====== Text block
Open enrollment is back again. What do people need to know? 

We do talk about it every year because it is really important. This is the one time of year when people are able to make changes to their healthcare coverage and more. If you are covered through Medicare, the open enrollment period started this past Saturday, October 15 and will continue until december 7, 2016. If you get healthcare coverage through the Affordable Care Act exchanges, you will be able to review your coverage for 2017 between november 1, 2016 to january 31, 2017.

And if you receive benefits from your employer, this is really the time to pay attention. Not only is this the one time every year when you are able to reassess your healthcare needs, it is also when you can adjust your insurance coverage, your retirement contribution, and much more. If you are in this camp, remember that your open enrollment period tends to be shorter, generally lasting from November 1 through December 15.

 What should those who use Medicare know?

We haven’t covered this before so it’s a good place to start. The big choice you have to make is between a traditional medicare plan or a Medicare Advantage plan. Under traditional Medicare, care is provided on a fee-for-service basis, and you choose your medical providers from those who accept Medicare. Under Medicare advantage plans you typically receive care through a provider network, similar to a HMO. During open enrollment, you can switch between these two options, or switch from one Medicare advantage plan to another. You can also adjust your Medicare part D prescription drug plan. If you are unsure about all of these decisions, Medicare’s website contains a plan shopper and tools to find doctors, hospitals and other health care providers, and help you compare your out-of-pocket costs.
============
====== Dataset extract
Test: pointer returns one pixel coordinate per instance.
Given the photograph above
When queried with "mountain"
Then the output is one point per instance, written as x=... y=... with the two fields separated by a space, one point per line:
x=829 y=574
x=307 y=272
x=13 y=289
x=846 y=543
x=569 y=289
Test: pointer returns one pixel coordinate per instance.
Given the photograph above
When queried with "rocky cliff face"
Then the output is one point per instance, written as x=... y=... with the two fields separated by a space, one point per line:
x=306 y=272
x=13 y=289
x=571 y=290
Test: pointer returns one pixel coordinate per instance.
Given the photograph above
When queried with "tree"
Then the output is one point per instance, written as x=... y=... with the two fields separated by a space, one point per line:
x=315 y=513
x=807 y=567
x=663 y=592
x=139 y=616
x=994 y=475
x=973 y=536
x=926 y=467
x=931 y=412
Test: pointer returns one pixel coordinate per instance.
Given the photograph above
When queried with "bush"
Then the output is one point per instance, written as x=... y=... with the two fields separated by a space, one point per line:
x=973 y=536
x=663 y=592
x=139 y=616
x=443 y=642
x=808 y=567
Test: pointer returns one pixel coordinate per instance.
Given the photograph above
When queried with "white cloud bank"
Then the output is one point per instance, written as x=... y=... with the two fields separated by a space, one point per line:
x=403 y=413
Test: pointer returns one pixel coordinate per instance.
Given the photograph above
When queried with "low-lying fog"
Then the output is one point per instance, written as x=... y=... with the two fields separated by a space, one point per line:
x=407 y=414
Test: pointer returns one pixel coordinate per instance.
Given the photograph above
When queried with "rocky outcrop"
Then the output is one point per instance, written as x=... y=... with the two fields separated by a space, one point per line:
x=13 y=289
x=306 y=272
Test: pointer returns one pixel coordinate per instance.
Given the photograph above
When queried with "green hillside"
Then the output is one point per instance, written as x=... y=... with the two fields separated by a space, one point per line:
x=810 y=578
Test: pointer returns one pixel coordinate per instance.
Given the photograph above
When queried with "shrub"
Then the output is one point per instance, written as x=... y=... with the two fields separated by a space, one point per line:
============
*Brief 1*: When does open enrollment for employer benefits generally run, according to the open enrollment text?
*Brief 2*: Reproduce the part of the open enrollment text from "Open enrollment is" to "january 31, 2017.".
*Brief 3*: Carry on the open enrollment text from its last sentence.

*Expected answer 1*: It generally runs from November 1 through December 15.

*Expected answer 2*:
Open enrollment is back again. What do people need to know? 

We do talk about it every year because it is really important. This is the one time of year when people are able to make changes to their healthcare coverage and more. If you are covered through Medicare, the open enrollment period started this past Saturday, October 15 and will continue until december 7, 2016. If you get healthcare coverage through the Affordable Care Act exchanges, you will be able to review your coverage for 2017 between november 1, 2016 to january 31, 2017.

*Expected answer 3*:
Now, before we jump to the next topic, are there any new changes from last year we should be aware of?

The biggest issue that has emerged this year is the changes to insurance offering on the federal and state health care exchanges. As some companies have withdrawn from certain markets and other companies shift their offerings, it is important for those who do get their coverage through the exchanges to make sure they are aware of the new options, as their plan may have changed or become unavailable. To learn about other changes for your 2017 options, check with your providers or your human resources department.

Great. Now let’s start with health insurance. What should we consider when looking at our healthcare options?

 Choosing your healthcare coverage is all about weighing your needs and the costs. Assessing your needs can be a challenge, as you have to take into account a number of factors. You want to consider how often you visit the doctor, whether you anticipate your needs will change in the next year – perhaps you are having a baby, or your personal health has taken a turn for the better – and whether you are on new prescription drugs.

Once you have an idea of your needs, you want to consider your costs. And remember, there’s more to your health care expenses than your monthly premium. You want to include your deductible, copay, and total out-of-pocket limits in your cost calculations. Once you have come up with both your needs and your costs, you can make an informed decision about which plan best suits you for the coming year.

Are there other options to consider beyond your standard healthcare coverage?

Absolutely. On the ACA exchanges and through some employers, you will have options for dental and vision coverage. Some health insurance plans incorporate these benefits, but if they don’t, you may be able to elect standalone plans. When considering your vision coverage, you want to determine if the available plan is a vision benefits plan or a vision discount plan. Vision benefits plans operate like traditional insurance, where you pay a premium for eye care. A vision discount plan offers lower premiums, but only for a percentage discount off services from participating eye practitioners.

When you are deciding what dental coverage you need, you want to consider whether you require just basic checkups or cleanings, or if you think you may need coverage for more significant procedures such as oral surgery or orthodontics.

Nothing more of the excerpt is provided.